▶ [Assignment]:
Where the data below has the string "with", return the whole line.

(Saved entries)

^^^^^^^^^^^^^^^^

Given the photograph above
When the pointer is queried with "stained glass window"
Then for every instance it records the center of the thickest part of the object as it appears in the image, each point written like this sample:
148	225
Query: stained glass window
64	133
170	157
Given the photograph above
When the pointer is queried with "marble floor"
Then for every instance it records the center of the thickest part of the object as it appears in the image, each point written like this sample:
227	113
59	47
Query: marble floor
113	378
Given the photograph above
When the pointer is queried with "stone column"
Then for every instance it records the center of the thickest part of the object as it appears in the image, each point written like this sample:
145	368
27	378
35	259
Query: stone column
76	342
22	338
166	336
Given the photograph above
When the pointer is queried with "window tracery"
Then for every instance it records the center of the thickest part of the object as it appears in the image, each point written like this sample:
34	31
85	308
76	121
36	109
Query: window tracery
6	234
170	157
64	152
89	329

^^^^^^^^^^^^^^^^

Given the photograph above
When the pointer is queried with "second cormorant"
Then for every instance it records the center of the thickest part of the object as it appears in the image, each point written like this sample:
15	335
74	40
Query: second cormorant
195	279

^^^^^^^^^^^^^^^^

▶ [Written answer]:
When the pointer is queried with "stained glass window"
When the pointer is queried with "marble floor"
When the pointer is queried with "stone column"
When the pointer is queried with "window tracery"
When the pointer is queried with "second cormorant"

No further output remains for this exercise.